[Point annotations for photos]
START

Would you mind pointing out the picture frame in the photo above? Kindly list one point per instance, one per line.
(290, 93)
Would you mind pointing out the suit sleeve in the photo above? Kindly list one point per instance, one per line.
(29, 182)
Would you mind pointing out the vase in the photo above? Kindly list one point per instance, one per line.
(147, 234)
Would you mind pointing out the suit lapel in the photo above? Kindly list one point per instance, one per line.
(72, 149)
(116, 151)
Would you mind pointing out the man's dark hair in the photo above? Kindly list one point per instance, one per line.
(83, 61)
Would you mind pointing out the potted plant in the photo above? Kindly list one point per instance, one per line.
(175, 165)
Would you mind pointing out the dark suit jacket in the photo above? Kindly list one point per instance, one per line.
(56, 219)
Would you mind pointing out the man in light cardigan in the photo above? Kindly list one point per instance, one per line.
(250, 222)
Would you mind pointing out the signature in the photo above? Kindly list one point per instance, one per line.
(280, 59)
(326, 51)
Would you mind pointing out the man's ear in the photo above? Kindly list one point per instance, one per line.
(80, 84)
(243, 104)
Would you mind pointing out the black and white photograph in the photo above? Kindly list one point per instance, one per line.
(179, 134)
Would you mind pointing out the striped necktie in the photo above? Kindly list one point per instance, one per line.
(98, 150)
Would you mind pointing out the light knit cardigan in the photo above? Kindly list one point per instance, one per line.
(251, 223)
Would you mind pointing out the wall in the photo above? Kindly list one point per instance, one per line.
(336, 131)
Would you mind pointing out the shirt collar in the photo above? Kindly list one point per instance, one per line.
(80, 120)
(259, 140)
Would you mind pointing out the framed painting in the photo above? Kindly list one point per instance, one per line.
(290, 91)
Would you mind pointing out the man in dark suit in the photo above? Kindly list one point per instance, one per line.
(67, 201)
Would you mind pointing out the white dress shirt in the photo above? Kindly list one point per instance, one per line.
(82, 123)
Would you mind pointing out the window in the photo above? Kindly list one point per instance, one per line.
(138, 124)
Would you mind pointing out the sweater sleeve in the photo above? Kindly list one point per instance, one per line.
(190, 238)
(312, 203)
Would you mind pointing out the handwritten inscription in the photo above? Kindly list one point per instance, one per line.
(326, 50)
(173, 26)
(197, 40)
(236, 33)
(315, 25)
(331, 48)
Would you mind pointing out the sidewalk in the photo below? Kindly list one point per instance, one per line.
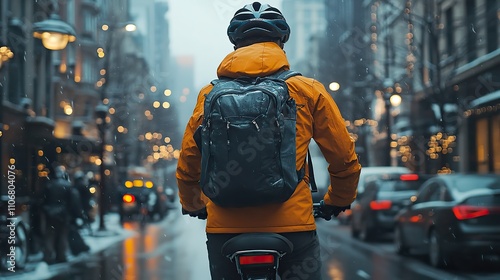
(36, 269)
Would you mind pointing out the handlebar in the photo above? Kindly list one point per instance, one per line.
(202, 214)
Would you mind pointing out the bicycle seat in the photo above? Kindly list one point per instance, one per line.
(257, 241)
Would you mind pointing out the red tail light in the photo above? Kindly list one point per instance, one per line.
(464, 212)
(128, 198)
(408, 177)
(257, 259)
(380, 204)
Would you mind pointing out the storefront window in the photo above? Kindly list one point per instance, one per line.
(482, 145)
(495, 135)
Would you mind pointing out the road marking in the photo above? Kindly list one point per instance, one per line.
(363, 274)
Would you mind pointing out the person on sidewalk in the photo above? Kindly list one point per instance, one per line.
(56, 207)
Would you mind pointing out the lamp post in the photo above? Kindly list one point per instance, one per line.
(391, 99)
(101, 114)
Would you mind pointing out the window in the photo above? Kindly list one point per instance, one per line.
(495, 134)
(492, 20)
(449, 31)
(470, 7)
(482, 151)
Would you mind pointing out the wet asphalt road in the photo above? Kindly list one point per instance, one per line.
(175, 249)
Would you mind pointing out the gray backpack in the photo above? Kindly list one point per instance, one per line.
(247, 141)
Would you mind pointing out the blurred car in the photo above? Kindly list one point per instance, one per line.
(383, 196)
(452, 215)
(135, 195)
(366, 174)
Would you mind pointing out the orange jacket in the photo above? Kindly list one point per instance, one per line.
(317, 117)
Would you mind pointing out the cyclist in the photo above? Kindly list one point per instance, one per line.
(258, 33)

END

**Exercise description**
Leaving out every picture, copy exactly the lines from the one that contains "Would you mind pointing out the sweater" through the end of the entries above.

**Solution to this exercise**
Would you mind pointing out the sweater sleeve in the photo above? Kindly list one point per instance, one per line.
(190, 238)
(312, 203)
Would you mind pointing out the handwritten inscription in the photo above? Kindly list one point per instance, one per line.
(326, 50)
(173, 26)
(197, 40)
(236, 33)
(315, 25)
(331, 48)
Would you mind pointing out the sidewalk in the photo below? Kindly list one point per instance, one per line.
(36, 269)
Would you mind pointing out the handlebar in the photo above? Kindly list one point per instance, one per line.
(202, 214)
Would you mind pointing out the bicycle seat in the photo above? Kindly list one point per instance, one per line.
(257, 241)
Would you mind pointing out the red tail light in the photo above? Kindly list one point per instance, one per line.
(464, 212)
(128, 198)
(408, 177)
(257, 259)
(380, 204)
Would you mind pointing out the storefront window in the photo above? Kindly list one point per instance, one per line.
(482, 145)
(495, 135)
Would you mind pointing out the road marking in the photo above? Kindly list one point per instance, one per line.
(363, 274)
Would you mind pointing out the person on sidewalk in the photo above? Kindly list one point per instance, one per line.
(56, 207)
Would you mind pointing out the lamp post in the photo above? Kindly list one point per instance, one per line.
(391, 99)
(101, 114)
Would you mind pointing out the window in the photo above? Kindly list one point per instance, one per line.
(495, 134)
(492, 20)
(449, 31)
(470, 7)
(482, 151)
Would you mind pointing out the wet asphalt road in the photo above? Kindly list one point per instance, one per line.
(175, 249)
Would you mind pointing out the gray backpack in the photo above? Kindly list one point per instance, one per line.
(247, 141)
Would you mind pointing out the blurred car in the photo above? Kindly list one point per instance, one per line.
(383, 196)
(452, 215)
(135, 195)
(366, 174)
Would you mind pointing out the orange jacket in the photo above? Kindly list one point per instance, one per line.
(317, 117)
Would you mind pointing out the cyclist in the photo above? Kindly list one point per instance, one per line.
(258, 33)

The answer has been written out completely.